▶ ASSIGNMENT: Retype the listing found below exactly, but leave out each picture.

▶ WORKING DATA:
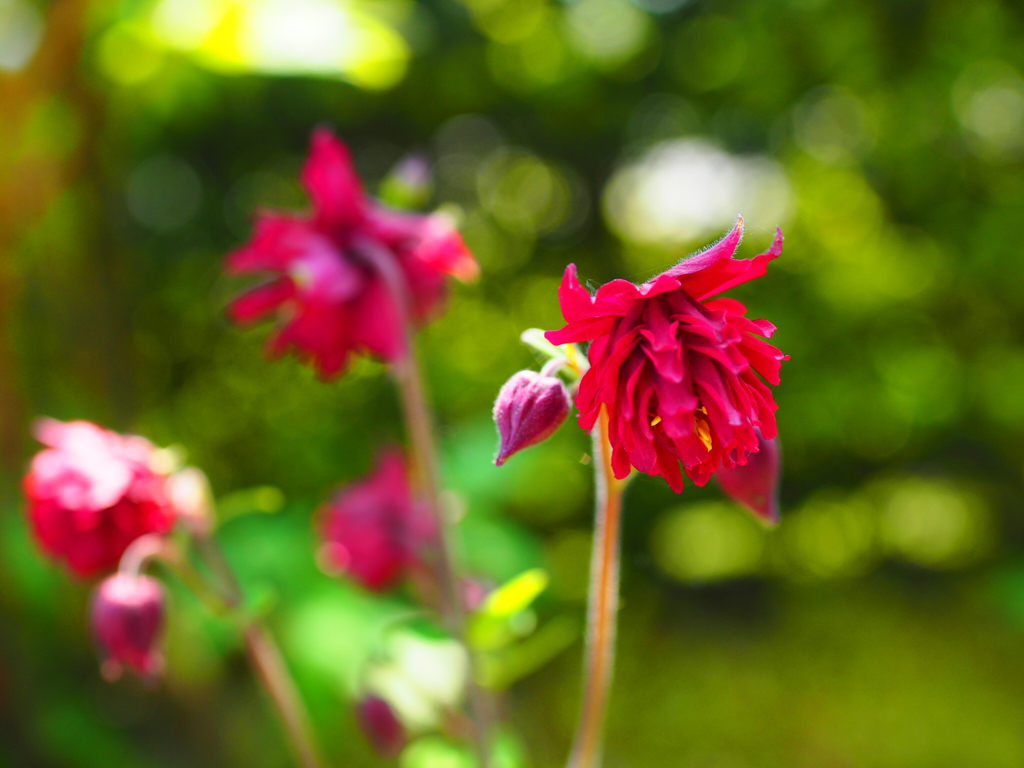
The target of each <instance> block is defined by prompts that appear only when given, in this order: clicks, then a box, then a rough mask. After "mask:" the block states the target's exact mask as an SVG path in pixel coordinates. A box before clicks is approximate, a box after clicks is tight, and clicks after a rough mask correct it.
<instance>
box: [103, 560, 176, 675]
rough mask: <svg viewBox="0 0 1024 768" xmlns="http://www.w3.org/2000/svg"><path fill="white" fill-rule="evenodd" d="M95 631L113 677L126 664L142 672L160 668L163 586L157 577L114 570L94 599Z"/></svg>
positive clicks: (141, 672)
mask: <svg viewBox="0 0 1024 768" xmlns="http://www.w3.org/2000/svg"><path fill="white" fill-rule="evenodd" d="M91 617H92V632H93V634H94V635H95V637H96V641H97V642H98V643H99V646H100V650H101V651H102V653H103V656H104V657H105V662H104V672H105V673H106V674H108V676H109V677H111V678H116V677H118V675H120V672H121V666H122V665H127V666H129V667H131V668H132V669H134V670H135V671H136V672H139V673H141V674H143V675H152V674H155V673H158V672H159V671H160V667H161V666H162V663H163V658H162V657H161V655H160V652H159V650H158V649H157V644H158V642H159V640H160V635H161V633H162V632H163V629H164V588H163V586H161V584H160V582H158V581H157V580H156V579H153V578H151V577H146V575H135V574H133V573H115V574H114V575H112V577H109V578H108V579H105V580H103V582H102V584H100V585H99V588H98V589H97V590H96V594H95V596H94V597H93V600H92V616H91Z"/></svg>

▶ RESPONSE AREA:
The target of each <instance> block is defined by prompts that appear only when given, in this order: clicks, then a box, then a rough mask. After "mask:" the block states the target's exact mask as an SVG path in pixel coordinates. A box before clicks is approximate, a box after clicks is tight, and clicks after a rough mask correct it.
<instance>
box: [103, 560, 176, 675]
rough mask: <svg viewBox="0 0 1024 768" xmlns="http://www.w3.org/2000/svg"><path fill="white" fill-rule="evenodd" d="M95 631L113 677L126 664L142 672L160 668L163 586L157 577L114 570L94 599Z"/></svg>
positive clicks: (141, 672)
mask: <svg viewBox="0 0 1024 768" xmlns="http://www.w3.org/2000/svg"><path fill="white" fill-rule="evenodd" d="M91 617H92V632H93V634H94V635H95V637H96V641H97V642H98V643H99V646H100V650H101V651H102V653H103V656H104V657H105V662H104V672H105V673H106V674H108V676H109V677H111V678H116V677H118V675H120V672H121V666H122V665H127V666H129V667H131V668H132V669H134V670H135V671H136V672H139V673H141V674H143V675H152V674H155V673H158V672H159V671H160V667H161V666H162V663H163V658H162V657H161V655H160V652H159V650H158V649H157V644H158V642H159V640H160V635H161V633H162V632H163V629H164V588H163V586H161V584H160V582H158V581H157V580H156V579H153V578H151V577H146V575H135V574H133V573H115V574H114V575H112V577H109V578H108V579H105V580H103V582H102V584H100V585H99V588H98V589H97V590H96V594H95V596H94V597H93V600H92V616H91Z"/></svg>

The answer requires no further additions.